-- Start of EXERCISE MATERIAL --

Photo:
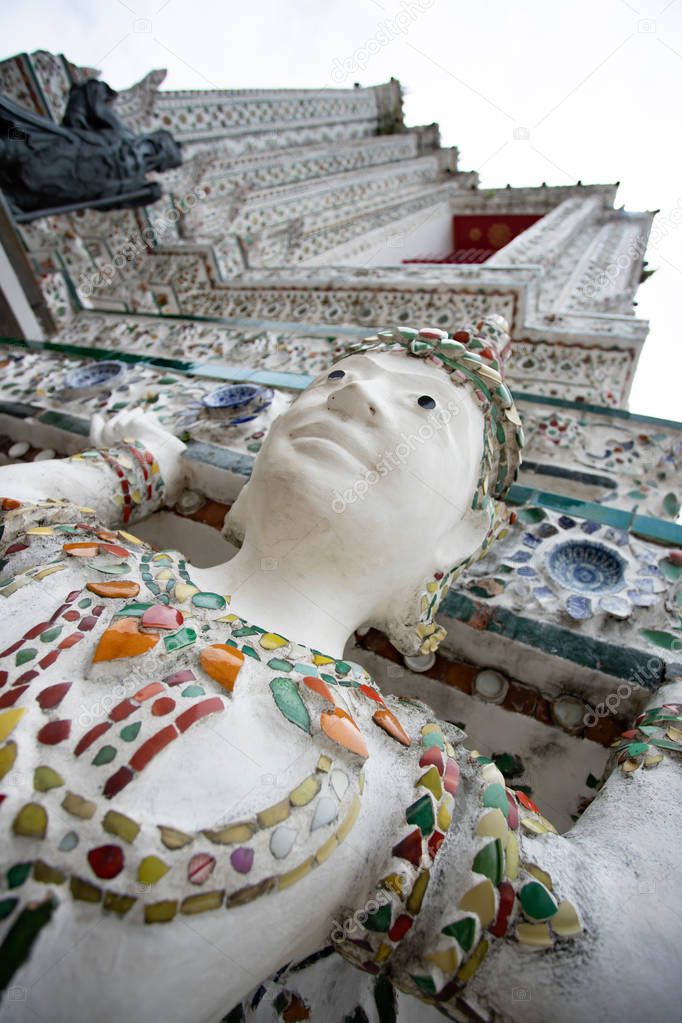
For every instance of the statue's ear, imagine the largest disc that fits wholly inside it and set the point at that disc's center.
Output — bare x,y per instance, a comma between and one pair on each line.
463,539
234,526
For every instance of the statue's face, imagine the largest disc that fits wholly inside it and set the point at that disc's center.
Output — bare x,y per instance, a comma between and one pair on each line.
382,452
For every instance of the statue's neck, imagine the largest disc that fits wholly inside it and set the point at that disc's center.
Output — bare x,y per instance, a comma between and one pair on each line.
296,601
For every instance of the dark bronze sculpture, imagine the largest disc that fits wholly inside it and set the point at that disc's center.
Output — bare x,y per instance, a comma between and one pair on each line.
91,160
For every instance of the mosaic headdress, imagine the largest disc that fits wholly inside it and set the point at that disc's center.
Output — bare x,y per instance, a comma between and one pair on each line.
473,358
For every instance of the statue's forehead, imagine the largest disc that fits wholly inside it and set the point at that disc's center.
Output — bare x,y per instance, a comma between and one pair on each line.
398,362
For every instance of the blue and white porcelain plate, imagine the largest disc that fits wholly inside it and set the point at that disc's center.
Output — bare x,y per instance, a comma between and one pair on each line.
95,374
586,567
238,402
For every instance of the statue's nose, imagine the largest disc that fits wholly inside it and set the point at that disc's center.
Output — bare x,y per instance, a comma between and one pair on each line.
355,401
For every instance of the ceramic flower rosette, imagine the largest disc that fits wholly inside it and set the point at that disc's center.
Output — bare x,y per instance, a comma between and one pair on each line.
473,358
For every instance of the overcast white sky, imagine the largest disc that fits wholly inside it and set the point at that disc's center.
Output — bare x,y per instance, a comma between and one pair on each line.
596,84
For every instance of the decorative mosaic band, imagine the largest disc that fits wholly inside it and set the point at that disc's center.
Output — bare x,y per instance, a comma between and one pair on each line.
140,481
657,729
508,896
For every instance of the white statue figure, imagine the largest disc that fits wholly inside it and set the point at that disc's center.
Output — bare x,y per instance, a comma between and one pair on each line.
196,789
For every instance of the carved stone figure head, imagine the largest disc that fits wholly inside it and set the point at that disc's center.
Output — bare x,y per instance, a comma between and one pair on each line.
388,470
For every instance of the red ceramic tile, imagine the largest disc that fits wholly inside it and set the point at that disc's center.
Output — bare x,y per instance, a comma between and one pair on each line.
11,696
117,782
90,737
106,860
54,732
152,746
193,714
410,848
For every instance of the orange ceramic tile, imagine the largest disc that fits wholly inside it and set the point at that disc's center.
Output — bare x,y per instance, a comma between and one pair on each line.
387,720
86,549
124,639
341,727
222,663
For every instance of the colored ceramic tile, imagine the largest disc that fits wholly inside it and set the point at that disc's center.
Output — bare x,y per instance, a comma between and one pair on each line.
339,726
306,792
286,697
106,860
422,814
390,723
178,640
45,779
151,870
122,826
161,616
200,868
123,638
481,900
211,602
31,821
537,901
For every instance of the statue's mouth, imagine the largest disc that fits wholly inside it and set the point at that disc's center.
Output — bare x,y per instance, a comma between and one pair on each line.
330,437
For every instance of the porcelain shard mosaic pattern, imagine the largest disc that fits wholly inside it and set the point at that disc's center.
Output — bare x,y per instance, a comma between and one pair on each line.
192,650
561,569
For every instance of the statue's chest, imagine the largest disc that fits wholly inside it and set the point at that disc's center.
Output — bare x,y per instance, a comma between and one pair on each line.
172,758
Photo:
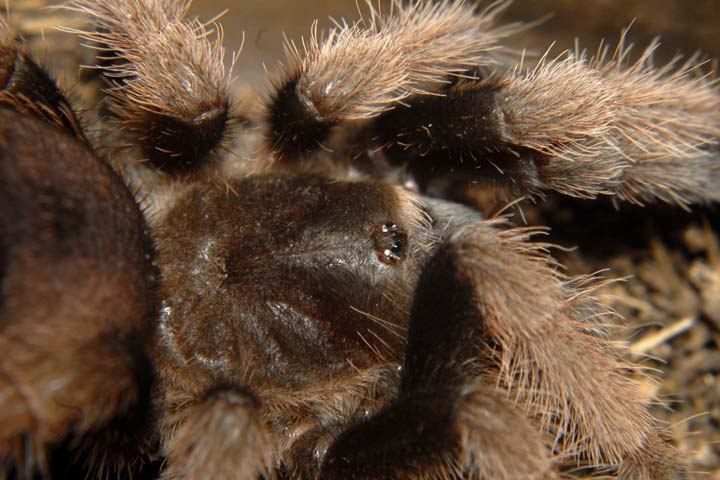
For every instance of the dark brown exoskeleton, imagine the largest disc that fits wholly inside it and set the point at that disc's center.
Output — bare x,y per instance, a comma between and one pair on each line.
262,318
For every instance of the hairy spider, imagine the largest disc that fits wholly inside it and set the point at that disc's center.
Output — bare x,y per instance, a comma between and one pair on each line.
171,309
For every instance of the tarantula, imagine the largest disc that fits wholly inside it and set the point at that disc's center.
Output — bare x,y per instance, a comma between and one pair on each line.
289,312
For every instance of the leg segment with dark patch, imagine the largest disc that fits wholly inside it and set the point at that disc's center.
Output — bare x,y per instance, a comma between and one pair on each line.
547,350
358,71
77,294
170,88
26,87
444,424
578,126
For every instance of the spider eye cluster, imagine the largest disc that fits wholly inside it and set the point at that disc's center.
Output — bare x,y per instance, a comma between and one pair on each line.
390,243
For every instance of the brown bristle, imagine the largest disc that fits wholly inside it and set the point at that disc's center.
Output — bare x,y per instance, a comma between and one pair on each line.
220,436
361,70
169,83
637,131
27,87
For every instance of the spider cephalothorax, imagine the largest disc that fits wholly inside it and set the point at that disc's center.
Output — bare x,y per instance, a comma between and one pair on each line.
288,312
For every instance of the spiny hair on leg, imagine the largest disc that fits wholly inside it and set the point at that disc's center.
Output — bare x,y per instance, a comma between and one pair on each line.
550,354
219,436
632,130
170,87
360,70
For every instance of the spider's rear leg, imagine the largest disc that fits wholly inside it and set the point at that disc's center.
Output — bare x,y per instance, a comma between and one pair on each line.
444,423
576,126
77,290
77,282
551,355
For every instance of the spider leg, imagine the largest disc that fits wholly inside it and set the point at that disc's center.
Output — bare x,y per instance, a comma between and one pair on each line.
443,424
169,88
358,71
77,294
218,436
546,337
578,126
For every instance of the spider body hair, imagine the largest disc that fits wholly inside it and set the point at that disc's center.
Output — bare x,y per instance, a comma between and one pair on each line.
293,325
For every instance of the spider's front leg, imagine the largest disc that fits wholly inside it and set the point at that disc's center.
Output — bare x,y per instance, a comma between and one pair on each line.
579,126
506,376
77,280
444,423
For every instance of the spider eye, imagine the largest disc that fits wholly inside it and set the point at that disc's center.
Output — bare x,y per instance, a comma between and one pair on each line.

-- End of EXERCISE MATERIAL --

◆ TO DO:
Except for the pictures, copy the material above exactly.

◆ THE RESPONSE:
Photo:
For every instance of the statue's ear, imagine the largest disc that fits wholly inside it and set the point at that disc's center.
Output — bare x,y per instance, a comma between and one pair on each line.
463,539
234,526
For every instance of the statue's face, imagine the largest disc that fits wholly inside it and set the point at that disc's center.
Output — bare x,y per instance, a comma between and one pair on each line.
382,452
For every instance of the statue's neck, imagine the largest disc that fits wholly inside it and set the point at that disc's center.
Output — bare x,y per instance, a comma between and one pair on each line.
296,601
For every instance of the dark bronze sculpture, imagine the largest disc that fits wholly inside it and set the point at that disc's center.
Output — bare x,y per instance, a comma between and one pair on each line.
91,160
For every instance of the mosaic headdress, imagine the largest disc that fits wholly inside it and set the point at that disc's center.
Output — bare x,y per instance, a comma between and one pair on each line.
473,358
For every instance of the statue's forehead, imagine the largest disc that fits wholly inside it and set the point at that disc's center.
Output — bare x,y per instance, a comma between and one pair on each line.
398,362
For every instance of the blue and white porcelain plate, imagine the largest disc that fits wholly inside it and set the point at that disc's center.
Output — bare x,y per instance, a comma between and one pair on each line.
95,374
586,567
238,402
For every instance of the statue's nose, imagine the largest disc that fits wholly inside it and set the point at that disc's center.
Output — bare x,y per instance, a comma between and one pair on each line.
355,401
For every instance of the ceramic flower rosette, imagine the largest disc that fits wholly inside it and set the point at that disc's center.
Output — bare x,y per instance, a comma between and one pair on each line.
473,358
For every instance of the overcast white sky, imagine the largest disc that fits wholly inside it and set the point at that disc's center.
Output — bare x,y per instance, a comma between and one pair on each line.
596,84
For every instance of the decorative mosaic band, imagine the largest disc that fits wholly inside it and set the point at that disc's center.
Output — bare x,y per instance, a comma between and one pair on each line.
140,481
657,729
508,896
For every instance of the white statue figure, imagine the largest disc that fits wholly inside it and set the point at that disc's center.
Output — bare x,y per instance, a comma between and one pair on each line.
196,789
For every instance of the carved stone figure head, imagine the largest disc that fits wholly inside it and set the point at that disc's center.
Output — bare x,y per instance, a comma between and one pair on each line.
388,470
For every instance of the red ceramic tile, imagine the largest disc that fits wholly inside it and set the point at that disc's center.
Output — bare x,y per instance, a comma between and one pair on each line.
11,696
117,782
90,737
106,860
54,732
152,746
193,714
410,848
For every instance of the orange ceramic tile, imagine the largest disc that fits wholly inside it and set the point at that disc's center.
Output — bare x,y per instance, a comma between and one pair on each line.
387,720
86,549
124,639
341,727
222,663
For every instance of the colored ceramic tile, imagine the largest disc that fits wholly inside it and set the point at that disc's center.
Output — bare x,y per instance, a comma between and one pair on each line.
339,726
306,792
286,697
106,860
422,814
390,723
178,640
45,779
151,870
122,826
161,616
200,868
123,638
481,900
211,602
31,821
537,901
For every instance of the statue's mouth, imagine the largest disc that fits wholly inside it and set the point at that disc's center.
Output — bare x,y per instance, a comma between and one pair on each line.
330,437
For every instance of the porcelain shard mosaic pattern, imagine the largest disc that fits wholly inside it and set the point at that disc's center.
Output — bare x,y per instance, a comma between and one pair on each line.
192,650
561,569
For every instance of the statue's chest, imagine the largest disc that fits wholly inside it and set the point at that disc's center.
Output — bare x,y per instance, a comma between and one pair on each line.
172,758
Photo:
For every instance of the dark brown exoskeleton, imagine the largest disc that fits wholly inside it and set the point at that disc's center.
Output — bare x,y per instance, a comma between and one pair on each line.
262,318
For every instance of the hairy spider, imagine the largest disc that fits wholly inside it and set the point at that disc's center.
Output — bare x,y per instance, a comma between and one pair on each line.
171,309
For every instance of the tarantula, imagine the largest disc that fits wholly inside it and set the point at that disc's center.
Output — bare x,y per instance, a comma between and one pair on each line.
289,312
For every instance of the leg segment with dark patch, imagine the largest disc that fits wholly inside it and set the point at that disc's center.
Output — bare x,y per instance, a comma between and one pair on each line.
547,350
358,71
77,294
170,88
26,87
444,424
578,126
For every instance of the spider eye cluster, imagine the largest disc that fits wholly inside it and set the point at that disc's center.
Output — bare x,y per instance, a comma between and one pair on each line.
390,243
For every instance of the brown bristle, imagine the largest disc that fits wholly inside it and set the point at that disc's center.
Output — bare x,y per instance, a comma between and one pair on each line.
220,436
361,70
169,83
637,131
27,87
For every instance of the spider cephalothorax, imagine the largest disc that fits wholly inside it and set the point at that disc's center.
Output — bare x,y per instance, a comma between and one pair on each line.
288,312
For every instance of the spiny hair on leg, imagine the largest disc that fits wholly inside it and set the point at that disc's center.
Output — bare x,y per instance, a comma between and one pair on each line.
550,354
219,436
632,130
170,87
360,70
For every instance of the spider's rear leg, imagine the largest disc that fits wholly inside it and set the point at that disc's center.
Output — bare x,y per instance, a comma between and one pair on each line.
444,423
576,126
77,290
77,282
551,355
For every instance of the spider leg, imagine the largest disc that fits wholly inside it and set the point at that disc's center.
Output — bare x,y per instance, a comma between and one pair on each line.
443,424
169,88
358,71
77,294
218,436
546,337
578,126
For every instance of the spider body hair, imagine the largest disc that fits wholly inside it and set the point at that disc's center.
Output — bare x,y per instance, a comma between and one pair on each line.
293,325
For every instance of the spider's front leg, imagine the largest disc that fits wholly inside it and set the point at that disc's center.
Output — bare x,y per instance, a comma between and one pair on each line.
579,126
506,376
77,280
444,423
For every instance of the spider eye, imagine the largest disc that fits wholly inside it and set the point at that disc's center.
Output — bare x,y per instance, a comma between and one pair on each line.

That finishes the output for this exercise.